━━ Auszug ━━
Schlechte Nachrichten sind
die besten Nachrichten, so lautete einst der deutsche Redakteursgruss.
Die meisten Schreiber trugen sandgestrahlte Peter-Scholl-Latour-Frisuren
- und tippten keine Zeile, wenn nicht mindestens eine blutige
Revolution im Gange war. Korrekturprogramme gab es damals nicht.
Als Faustregel bei der Kommasetzung galt: Pro Toter ein Beistrich,
pro Bekennerschreiben ein Semikolon. Das war zu einer Zeit,
als man hinter dem Begriff Internet noch eine terroristische
Untergrundorganisation vermutete und für Leitartikel in der
Länge dieser Glosse ein Päckchen Roth-Händle in Flammen aufging.
━━━
> **Zu erledigen**:
1) Nennen Sie alle Adjektive, die in der Glosse unmittelbar vor einem Substantiv stehen; Mengenwörter wie „meisten“ zählen nicht.
2) Wiederholen Sie aus der Glosse wortgetreu den Abschnitt von „Schlechte Nachrichten sind“ bis einschließlich „in Flammen aufging.“.
Die Datensätze stehen in keinem Zusammenhang mit der Glosse.
━━ Extrahierte Daten ━━
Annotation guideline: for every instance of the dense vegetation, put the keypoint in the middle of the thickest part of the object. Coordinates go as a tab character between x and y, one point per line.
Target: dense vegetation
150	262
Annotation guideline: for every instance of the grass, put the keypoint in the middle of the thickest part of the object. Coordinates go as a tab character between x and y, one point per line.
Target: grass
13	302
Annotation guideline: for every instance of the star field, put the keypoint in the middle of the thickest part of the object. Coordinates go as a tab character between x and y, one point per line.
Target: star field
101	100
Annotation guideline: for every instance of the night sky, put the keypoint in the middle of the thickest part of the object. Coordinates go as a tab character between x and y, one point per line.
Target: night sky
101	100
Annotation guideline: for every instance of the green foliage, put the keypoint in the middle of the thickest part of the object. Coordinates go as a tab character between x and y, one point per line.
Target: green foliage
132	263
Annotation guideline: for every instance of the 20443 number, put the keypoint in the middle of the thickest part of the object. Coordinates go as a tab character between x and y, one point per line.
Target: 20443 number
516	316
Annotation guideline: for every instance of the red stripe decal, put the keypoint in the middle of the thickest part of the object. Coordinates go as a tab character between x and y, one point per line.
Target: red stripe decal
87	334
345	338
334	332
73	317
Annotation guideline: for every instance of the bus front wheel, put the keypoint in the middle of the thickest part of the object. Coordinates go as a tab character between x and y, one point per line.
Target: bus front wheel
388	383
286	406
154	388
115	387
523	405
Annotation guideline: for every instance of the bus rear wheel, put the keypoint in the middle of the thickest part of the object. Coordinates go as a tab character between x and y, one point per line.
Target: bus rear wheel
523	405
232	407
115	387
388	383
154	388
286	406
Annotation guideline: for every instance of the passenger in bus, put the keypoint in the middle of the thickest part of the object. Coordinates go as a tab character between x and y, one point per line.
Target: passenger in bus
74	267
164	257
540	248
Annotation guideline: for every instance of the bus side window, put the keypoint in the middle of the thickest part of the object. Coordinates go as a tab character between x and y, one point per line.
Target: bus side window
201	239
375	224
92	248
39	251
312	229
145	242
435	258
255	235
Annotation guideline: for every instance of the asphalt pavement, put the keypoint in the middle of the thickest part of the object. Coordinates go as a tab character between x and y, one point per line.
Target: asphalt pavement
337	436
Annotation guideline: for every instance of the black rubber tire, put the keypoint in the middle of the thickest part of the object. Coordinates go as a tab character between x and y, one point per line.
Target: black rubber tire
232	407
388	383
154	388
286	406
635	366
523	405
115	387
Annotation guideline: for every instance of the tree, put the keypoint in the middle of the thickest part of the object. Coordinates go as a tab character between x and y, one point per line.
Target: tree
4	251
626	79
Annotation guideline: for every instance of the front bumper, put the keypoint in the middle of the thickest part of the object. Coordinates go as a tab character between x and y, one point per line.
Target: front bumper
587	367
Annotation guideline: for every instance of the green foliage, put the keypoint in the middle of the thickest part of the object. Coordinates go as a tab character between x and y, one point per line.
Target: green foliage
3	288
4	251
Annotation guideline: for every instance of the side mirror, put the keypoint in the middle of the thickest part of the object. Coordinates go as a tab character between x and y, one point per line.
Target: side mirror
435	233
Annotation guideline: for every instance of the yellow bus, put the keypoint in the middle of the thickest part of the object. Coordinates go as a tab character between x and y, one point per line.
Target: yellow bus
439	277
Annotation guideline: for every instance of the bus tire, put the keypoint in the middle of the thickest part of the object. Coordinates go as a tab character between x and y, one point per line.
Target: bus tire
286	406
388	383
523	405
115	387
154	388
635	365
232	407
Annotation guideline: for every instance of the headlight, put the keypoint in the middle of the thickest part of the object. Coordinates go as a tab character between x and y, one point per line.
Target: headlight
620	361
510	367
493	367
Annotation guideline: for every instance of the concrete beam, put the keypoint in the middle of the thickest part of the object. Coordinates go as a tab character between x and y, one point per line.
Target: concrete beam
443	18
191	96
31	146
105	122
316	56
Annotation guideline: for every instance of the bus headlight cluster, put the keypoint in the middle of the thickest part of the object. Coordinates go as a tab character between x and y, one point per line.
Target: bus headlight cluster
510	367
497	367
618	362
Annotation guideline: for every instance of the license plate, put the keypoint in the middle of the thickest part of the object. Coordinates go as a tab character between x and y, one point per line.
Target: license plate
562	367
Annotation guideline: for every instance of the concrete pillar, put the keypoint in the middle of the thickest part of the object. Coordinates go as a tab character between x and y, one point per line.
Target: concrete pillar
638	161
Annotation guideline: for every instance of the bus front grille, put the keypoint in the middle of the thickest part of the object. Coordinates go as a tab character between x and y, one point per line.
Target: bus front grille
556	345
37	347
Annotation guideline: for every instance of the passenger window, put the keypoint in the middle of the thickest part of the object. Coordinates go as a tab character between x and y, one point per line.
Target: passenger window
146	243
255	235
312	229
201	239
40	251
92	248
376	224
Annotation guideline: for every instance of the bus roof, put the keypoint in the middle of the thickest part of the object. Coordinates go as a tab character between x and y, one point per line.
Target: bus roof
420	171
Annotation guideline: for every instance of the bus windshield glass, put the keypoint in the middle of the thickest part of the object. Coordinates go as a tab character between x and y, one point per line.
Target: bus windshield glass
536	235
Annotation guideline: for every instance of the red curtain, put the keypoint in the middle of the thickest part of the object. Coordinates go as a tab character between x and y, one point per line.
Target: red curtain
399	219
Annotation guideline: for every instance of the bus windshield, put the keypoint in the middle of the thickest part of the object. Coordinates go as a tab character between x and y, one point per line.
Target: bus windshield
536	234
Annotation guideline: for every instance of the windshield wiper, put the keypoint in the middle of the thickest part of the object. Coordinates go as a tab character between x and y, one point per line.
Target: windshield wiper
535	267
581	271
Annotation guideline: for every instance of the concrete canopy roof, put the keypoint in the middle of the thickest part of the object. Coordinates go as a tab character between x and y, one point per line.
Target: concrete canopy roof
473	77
━━━
━━ Extrahierte Daten ━━
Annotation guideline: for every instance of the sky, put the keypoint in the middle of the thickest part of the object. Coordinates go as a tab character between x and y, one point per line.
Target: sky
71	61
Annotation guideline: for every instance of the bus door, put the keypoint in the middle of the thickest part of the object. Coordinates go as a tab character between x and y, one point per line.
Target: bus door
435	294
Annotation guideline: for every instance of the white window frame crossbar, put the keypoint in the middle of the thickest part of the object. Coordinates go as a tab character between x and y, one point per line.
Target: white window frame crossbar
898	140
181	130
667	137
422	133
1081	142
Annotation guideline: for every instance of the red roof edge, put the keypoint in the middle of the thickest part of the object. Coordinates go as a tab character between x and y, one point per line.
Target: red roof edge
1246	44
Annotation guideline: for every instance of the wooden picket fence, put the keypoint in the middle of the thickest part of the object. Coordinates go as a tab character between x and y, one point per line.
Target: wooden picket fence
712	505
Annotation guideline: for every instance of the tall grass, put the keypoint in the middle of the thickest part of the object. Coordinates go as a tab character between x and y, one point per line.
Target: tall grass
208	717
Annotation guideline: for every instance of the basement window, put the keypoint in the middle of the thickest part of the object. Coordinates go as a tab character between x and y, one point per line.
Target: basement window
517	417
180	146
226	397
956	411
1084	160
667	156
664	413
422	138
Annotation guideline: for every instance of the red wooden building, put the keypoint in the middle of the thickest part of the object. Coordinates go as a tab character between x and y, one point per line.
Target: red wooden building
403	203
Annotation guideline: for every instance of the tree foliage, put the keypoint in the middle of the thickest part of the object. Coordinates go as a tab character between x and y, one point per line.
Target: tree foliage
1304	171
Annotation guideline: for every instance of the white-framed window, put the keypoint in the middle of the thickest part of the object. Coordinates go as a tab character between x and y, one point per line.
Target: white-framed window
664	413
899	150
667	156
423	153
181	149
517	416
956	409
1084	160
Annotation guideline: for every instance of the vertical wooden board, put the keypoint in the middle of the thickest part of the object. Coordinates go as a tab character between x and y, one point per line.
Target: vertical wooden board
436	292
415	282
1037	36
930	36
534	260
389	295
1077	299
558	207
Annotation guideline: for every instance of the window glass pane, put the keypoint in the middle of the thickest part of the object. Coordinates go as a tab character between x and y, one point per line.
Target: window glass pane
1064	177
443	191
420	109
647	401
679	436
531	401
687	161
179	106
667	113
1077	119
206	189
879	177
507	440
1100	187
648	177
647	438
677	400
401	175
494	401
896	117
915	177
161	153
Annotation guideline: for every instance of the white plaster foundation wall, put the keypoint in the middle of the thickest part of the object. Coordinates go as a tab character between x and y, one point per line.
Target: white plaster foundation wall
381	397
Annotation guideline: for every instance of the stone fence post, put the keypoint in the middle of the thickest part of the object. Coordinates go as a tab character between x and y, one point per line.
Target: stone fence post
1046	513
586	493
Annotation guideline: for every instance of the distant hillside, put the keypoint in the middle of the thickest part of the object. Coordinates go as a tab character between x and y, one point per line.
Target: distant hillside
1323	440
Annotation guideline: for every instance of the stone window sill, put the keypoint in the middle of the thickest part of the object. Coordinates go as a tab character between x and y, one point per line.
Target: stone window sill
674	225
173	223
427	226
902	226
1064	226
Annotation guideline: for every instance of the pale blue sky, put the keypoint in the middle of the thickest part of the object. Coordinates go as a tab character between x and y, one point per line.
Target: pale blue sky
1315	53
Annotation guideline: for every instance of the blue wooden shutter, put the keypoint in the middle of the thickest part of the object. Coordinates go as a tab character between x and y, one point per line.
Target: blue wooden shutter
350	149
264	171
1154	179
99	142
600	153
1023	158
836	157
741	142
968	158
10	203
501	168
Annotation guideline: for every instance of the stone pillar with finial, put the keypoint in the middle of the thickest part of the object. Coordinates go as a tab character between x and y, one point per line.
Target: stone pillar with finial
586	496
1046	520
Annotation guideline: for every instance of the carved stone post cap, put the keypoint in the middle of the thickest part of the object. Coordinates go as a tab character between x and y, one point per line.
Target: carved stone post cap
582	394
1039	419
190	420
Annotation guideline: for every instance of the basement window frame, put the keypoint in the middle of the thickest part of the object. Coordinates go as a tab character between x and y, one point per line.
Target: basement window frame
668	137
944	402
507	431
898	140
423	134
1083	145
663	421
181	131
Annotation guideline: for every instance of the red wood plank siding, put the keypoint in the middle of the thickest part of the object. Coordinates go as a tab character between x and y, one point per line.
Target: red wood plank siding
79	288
━━━
━━ Extrahierte Daten ━━
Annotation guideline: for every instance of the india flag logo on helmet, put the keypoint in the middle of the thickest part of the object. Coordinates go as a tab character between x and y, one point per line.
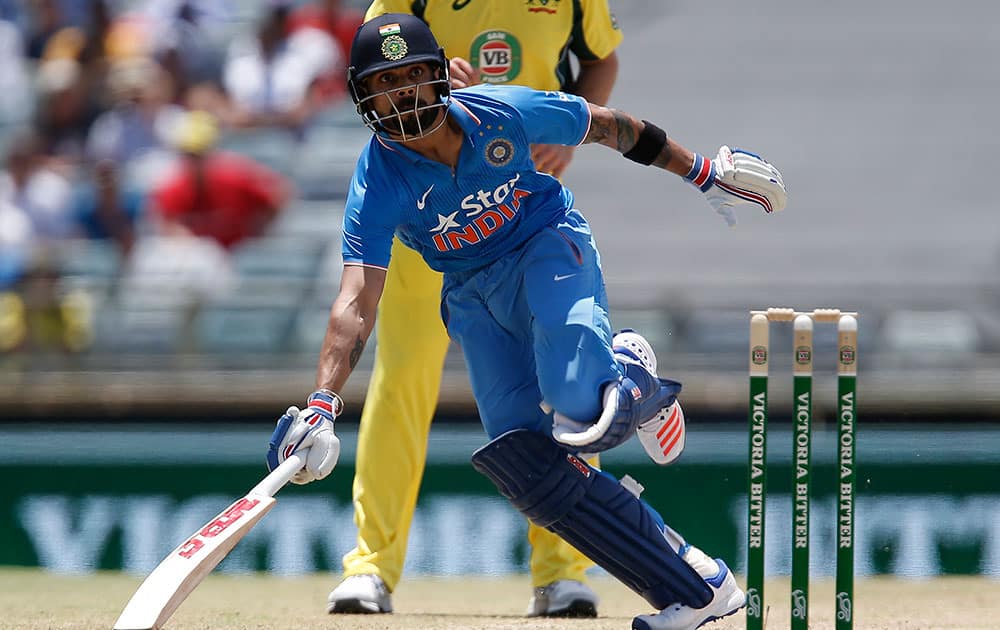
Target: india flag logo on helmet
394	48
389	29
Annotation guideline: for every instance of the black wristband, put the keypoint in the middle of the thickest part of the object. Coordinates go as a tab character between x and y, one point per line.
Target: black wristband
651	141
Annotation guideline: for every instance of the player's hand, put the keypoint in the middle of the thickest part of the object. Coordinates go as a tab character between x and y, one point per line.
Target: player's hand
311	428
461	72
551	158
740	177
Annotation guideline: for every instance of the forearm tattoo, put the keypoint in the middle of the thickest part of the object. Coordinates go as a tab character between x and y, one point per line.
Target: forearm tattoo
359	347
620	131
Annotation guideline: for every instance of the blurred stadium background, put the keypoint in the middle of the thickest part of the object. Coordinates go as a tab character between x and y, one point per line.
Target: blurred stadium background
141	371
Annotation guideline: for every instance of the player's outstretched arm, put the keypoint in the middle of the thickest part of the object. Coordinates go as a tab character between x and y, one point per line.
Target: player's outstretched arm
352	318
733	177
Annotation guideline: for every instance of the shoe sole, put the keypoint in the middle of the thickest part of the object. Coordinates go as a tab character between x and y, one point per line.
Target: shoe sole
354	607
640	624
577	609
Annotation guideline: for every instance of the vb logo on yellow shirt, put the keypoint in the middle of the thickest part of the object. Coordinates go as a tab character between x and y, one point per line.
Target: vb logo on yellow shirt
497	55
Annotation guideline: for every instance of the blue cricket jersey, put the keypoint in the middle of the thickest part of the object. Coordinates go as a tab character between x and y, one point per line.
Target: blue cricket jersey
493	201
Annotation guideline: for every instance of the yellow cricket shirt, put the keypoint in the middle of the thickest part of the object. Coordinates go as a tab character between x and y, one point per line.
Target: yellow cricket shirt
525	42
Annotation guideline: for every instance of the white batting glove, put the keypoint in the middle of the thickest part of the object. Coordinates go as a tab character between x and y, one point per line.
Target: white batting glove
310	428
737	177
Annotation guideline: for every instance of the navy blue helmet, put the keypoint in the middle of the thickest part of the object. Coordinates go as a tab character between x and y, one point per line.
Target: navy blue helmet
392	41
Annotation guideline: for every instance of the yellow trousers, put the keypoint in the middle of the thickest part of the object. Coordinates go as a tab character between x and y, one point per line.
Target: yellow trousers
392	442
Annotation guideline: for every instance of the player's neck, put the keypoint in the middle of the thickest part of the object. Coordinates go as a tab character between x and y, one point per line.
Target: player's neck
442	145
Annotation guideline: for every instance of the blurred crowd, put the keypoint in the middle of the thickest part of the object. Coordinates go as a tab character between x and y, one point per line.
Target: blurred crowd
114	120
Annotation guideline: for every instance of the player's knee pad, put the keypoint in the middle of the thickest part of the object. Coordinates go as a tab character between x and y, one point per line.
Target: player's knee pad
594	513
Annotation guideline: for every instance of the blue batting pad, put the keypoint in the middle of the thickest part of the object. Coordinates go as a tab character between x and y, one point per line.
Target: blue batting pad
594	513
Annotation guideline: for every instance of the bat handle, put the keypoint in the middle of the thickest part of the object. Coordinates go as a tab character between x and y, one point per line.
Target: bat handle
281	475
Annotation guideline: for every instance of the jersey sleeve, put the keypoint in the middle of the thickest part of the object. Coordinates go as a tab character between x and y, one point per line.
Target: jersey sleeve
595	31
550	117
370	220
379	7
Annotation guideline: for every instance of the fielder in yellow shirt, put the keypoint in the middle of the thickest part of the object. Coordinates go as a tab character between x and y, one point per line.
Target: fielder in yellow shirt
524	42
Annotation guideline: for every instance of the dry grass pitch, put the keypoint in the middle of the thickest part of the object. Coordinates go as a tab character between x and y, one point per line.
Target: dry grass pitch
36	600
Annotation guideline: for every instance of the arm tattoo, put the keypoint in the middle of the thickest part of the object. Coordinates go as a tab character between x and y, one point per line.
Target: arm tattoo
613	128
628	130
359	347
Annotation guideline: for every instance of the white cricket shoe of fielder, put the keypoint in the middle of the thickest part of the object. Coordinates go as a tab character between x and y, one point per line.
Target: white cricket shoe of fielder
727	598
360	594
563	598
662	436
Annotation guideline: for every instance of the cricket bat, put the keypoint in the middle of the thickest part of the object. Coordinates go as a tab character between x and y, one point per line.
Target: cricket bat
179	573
━━━
> **Antworten je Aufgabe**:
1) Schlechte, besten, deutsche, sandgestrahlte, blutige, terroristische

2)
Schlechte Nachrichten sind
die besten Nachrichten, so lautete einst der deutsche Redakteursgruss.
Die meisten Schreiber trugen sandgestrahlte Peter-Scholl-Latour-Frisuren
- und tippten keine Zeile, wenn nicht mindestens eine blutige
Revolution im Gange war. Korrekturprogramme gab es damals nicht.
Als Faustregel bei der Kommasetzung galt: Pro Toter ein Beistrich,
pro Bekennerschreiben ein Semikolon. Das war zu einer Zeit,
als man hinter dem Begriff Internet noch eine terroristische
Untergrundorganisation vermutete und für Leitartikel in der
Länge dieser Glosse ein Päckchen Roth-Händle in Flammen aufging.